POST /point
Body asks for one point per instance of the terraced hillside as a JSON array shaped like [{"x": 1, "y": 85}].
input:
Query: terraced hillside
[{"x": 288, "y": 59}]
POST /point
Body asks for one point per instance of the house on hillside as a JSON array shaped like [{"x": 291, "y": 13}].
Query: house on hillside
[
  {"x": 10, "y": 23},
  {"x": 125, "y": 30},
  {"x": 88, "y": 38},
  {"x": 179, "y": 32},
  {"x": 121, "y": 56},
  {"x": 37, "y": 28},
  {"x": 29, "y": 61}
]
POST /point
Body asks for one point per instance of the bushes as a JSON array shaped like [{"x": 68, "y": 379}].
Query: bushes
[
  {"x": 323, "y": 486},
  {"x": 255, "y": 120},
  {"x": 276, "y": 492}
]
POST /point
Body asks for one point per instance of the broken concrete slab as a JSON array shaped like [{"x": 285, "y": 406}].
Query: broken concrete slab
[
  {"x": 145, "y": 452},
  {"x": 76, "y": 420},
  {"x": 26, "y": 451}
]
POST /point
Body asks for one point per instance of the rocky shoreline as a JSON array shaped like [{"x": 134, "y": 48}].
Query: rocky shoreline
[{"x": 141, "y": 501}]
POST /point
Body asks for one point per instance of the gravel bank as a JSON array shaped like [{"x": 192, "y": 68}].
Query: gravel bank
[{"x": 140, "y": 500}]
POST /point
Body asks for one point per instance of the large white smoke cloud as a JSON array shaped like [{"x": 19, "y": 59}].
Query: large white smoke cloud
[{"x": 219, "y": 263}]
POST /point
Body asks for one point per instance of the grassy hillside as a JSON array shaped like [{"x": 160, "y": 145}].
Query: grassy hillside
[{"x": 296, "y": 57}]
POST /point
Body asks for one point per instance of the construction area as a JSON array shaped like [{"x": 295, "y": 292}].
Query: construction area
--------------------------------
§ Exercise directions:
Reprint the entries above in full, exactly as they are.

§ Output of the exercise:
POST /point
Body asks for one point per instance of the terraced hillside as a JSON array shaped like [{"x": 1, "y": 85}].
input:
Query: terraced hillside
[{"x": 288, "y": 59}]
POST /point
Body asks for one point per instance of the house on hillside as a JSON array shaped like [{"x": 291, "y": 13}].
Query: house on hillside
[
  {"x": 10, "y": 23},
  {"x": 125, "y": 30},
  {"x": 88, "y": 38},
  {"x": 179, "y": 32},
  {"x": 121, "y": 56},
  {"x": 37, "y": 28},
  {"x": 29, "y": 61}
]
POST /point
Body asks for one point per instance of the bushes as a JSON array shaped like [{"x": 68, "y": 379}].
Query: bushes
[
  {"x": 323, "y": 486},
  {"x": 255, "y": 120},
  {"x": 276, "y": 492}
]
POST /point
Body asks for one point per instance of the broken concrete slab as a JSON array shaped like [{"x": 285, "y": 406}].
Query: broken concrete slab
[
  {"x": 145, "y": 452},
  {"x": 76, "y": 420},
  {"x": 26, "y": 451}
]
POST /point
Body asks for one point per instance of the rocky shoreline as a JSON array shaped like [{"x": 134, "y": 48}].
Query: rocky shoreline
[{"x": 141, "y": 501}]
POST /point
Body asks for one point per instance of the gravel bank as a JSON array shaped like [{"x": 192, "y": 68}].
Query: gravel bank
[{"x": 140, "y": 500}]
POST /point
Body asks for one point per instance of the large white smoke cloud as a JSON array shaped like [{"x": 19, "y": 59}].
Query: large white smoke cloud
[{"x": 219, "y": 263}]
POST /point
Body asks for one point per instance of the grassy hillside as a JSON array shaped like [{"x": 160, "y": 145}].
Query: grassy hillside
[{"x": 296, "y": 57}]
POST /point
Body asks for one point per instance of the construction area as a JSON array shaped like [{"x": 295, "y": 292}].
Query: construction area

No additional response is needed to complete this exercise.